[start]

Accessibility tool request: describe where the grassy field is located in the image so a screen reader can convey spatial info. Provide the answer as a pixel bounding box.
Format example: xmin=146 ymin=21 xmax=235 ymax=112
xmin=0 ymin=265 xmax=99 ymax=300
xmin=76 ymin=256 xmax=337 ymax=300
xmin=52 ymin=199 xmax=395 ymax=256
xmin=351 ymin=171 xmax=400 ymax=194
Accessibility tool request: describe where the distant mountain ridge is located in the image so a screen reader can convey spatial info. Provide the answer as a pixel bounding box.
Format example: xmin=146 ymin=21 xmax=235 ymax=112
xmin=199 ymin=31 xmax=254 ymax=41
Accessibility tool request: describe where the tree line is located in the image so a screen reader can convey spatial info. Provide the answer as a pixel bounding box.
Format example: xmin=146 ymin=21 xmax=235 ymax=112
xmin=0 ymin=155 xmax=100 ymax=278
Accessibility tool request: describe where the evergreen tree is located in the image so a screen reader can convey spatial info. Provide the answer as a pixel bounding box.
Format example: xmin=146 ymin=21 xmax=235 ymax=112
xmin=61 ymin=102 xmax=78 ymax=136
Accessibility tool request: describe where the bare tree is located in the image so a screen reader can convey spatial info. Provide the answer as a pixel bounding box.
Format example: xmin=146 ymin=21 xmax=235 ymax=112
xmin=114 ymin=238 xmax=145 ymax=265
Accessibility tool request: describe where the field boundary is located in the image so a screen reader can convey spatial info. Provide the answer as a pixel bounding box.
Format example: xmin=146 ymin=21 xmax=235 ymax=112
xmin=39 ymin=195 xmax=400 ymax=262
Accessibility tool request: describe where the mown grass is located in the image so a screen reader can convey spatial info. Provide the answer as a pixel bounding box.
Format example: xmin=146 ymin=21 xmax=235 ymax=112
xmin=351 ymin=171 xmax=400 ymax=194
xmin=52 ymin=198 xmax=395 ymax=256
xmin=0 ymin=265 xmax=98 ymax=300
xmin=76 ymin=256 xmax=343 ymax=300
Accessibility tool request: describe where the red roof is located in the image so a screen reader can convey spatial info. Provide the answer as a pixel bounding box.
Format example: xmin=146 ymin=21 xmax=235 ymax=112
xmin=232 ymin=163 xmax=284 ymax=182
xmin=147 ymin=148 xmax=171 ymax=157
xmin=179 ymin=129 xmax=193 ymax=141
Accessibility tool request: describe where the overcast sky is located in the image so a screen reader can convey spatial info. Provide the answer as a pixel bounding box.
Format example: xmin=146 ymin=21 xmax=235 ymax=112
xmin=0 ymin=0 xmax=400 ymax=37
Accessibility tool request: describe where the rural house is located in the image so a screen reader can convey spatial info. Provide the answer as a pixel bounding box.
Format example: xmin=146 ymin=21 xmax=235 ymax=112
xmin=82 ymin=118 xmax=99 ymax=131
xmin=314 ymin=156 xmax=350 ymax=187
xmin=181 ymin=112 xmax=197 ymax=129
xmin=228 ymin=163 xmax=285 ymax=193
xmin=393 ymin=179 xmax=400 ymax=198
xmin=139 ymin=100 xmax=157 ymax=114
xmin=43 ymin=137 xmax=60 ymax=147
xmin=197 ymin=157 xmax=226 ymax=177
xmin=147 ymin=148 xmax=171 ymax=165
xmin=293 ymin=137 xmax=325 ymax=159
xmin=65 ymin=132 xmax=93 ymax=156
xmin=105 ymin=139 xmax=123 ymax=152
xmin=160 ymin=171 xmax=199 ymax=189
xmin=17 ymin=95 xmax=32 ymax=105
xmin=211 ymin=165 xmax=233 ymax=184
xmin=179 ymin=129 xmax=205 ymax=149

[end]

* **What is asked**
Rewrite every line of the entries above as a numbered list, leaving out any blank lines.

* **Exercise result**
1. Accessibility tool request: describe where the grassy field is located in the image so a screen reader can convey spatial info. Provide the answer as a pixel bounding box.
2. Format example: xmin=146 ymin=21 xmax=235 ymax=112
3. xmin=0 ymin=265 xmax=99 ymax=300
4. xmin=76 ymin=256 xmax=337 ymax=300
5. xmin=52 ymin=199 xmax=395 ymax=256
6. xmin=351 ymin=171 xmax=400 ymax=194
7. Accessibility tool request: describe where the distant mountain ridge is located in the image so a screen reader can convey spatial info. Provide the answer as a pixel bounding box.
8. Format example: xmin=146 ymin=21 xmax=235 ymax=112
9. xmin=199 ymin=31 xmax=254 ymax=41
10. Accessibility tool request: describe where the tree line is located in the image so a screen reader can convey spatial info. Provide the answer as a pixel bounding box.
11. Format example: xmin=146 ymin=21 xmax=235 ymax=112
12. xmin=0 ymin=155 xmax=100 ymax=278
13. Accessibility tool request: describe where the evergreen tree is located in the image so a screen reader can convey spatial info. Provide the answer as a pixel bounding box.
14. Format example: xmin=146 ymin=21 xmax=235 ymax=112
15. xmin=61 ymin=102 xmax=78 ymax=136
16. Accessibility tool request: describe where the bare tree is located in the image so a screen reader can convey spatial info. Provide the answer as a pixel bounding box.
17. Format example: xmin=146 ymin=21 xmax=235 ymax=112
18. xmin=114 ymin=238 xmax=145 ymax=265
19. Accessibility tool request: describe where the field boundary is located in the image so a screen reader can convey spatial info. Provide the answer as a pixel bounding box.
20. Format example: xmin=146 ymin=21 xmax=235 ymax=112
21. xmin=39 ymin=195 xmax=400 ymax=262
22. Accessibility tool request: describe where the mown grass is located in the image so a screen reader can convey spatial info. Provide the answer as a pixel bounding box.
23. Format example: xmin=146 ymin=21 xmax=235 ymax=112
24. xmin=351 ymin=171 xmax=400 ymax=194
25. xmin=52 ymin=198 xmax=395 ymax=256
26. xmin=0 ymin=265 xmax=98 ymax=300
27. xmin=76 ymin=256 xmax=343 ymax=300
28. Accessibility tool request: describe where the red roof is located in the image so a screen reader can convey spatial info. Provide the answer as a pixel bounding box.
29. Format example: xmin=146 ymin=21 xmax=235 ymax=112
30. xmin=232 ymin=163 xmax=284 ymax=182
31. xmin=147 ymin=148 xmax=171 ymax=157
32. xmin=179 ymin=129 xmax=193 ymax=141
33. Accessibility tool request: describe where the overcast sky is located in the image so a screen reader can convey spatial info. Provide the answer as a pixel bounding box.
34. Format example: xmin=146 ymin=21 xmax=235 ymax=112
35. xmin=0 ymin=0 xmax=400 ymax=37
36. Accessibility tool request: describe where the rural house is located in the image so a screen reader can convey spatial info. Provide the answer as a pixel bounding box.
37. Format example: xmin=146 ymin=21 xmax=235 ymax=112
38. xmin=82 ymin=118 xmax=99 ymax=131
39. xmin=314 ymin=156 xmax=350 ymax=187
40. xmin=181 ymin=112 xmax=197 ymax=129
41. xmin=228 ymin=163 xmax=285 ymax=193
42. xmin=393 ymin=179 xmax=400 ymax=198
43. xmin=139 ymin=100 xmax=157 ymax=114
44. xmin=43 ymin=137 xmax=60 ymax=147
45. xmin=197 ymin=157 xmax=226 ymax=177
46. xmin=147 ymin=148 xmax=171 ymax=165
47. xmin=293 ymin=137 xmax=325 ymax=159
48. xmin=65 ymin=132 xmax=93 ymax=156
49. xmin=105 ymin=139 xmax=123 ymax=152
50. xmin=160 ymin=171 xmax=199 ymax=189
51. xmin=17 ymin=95 xmax=32 ymax=105
52. xmin=211 ymin=165 xmax=233 ymax=184
53. xmin=179 ymin=129 xmax=205 ymax=149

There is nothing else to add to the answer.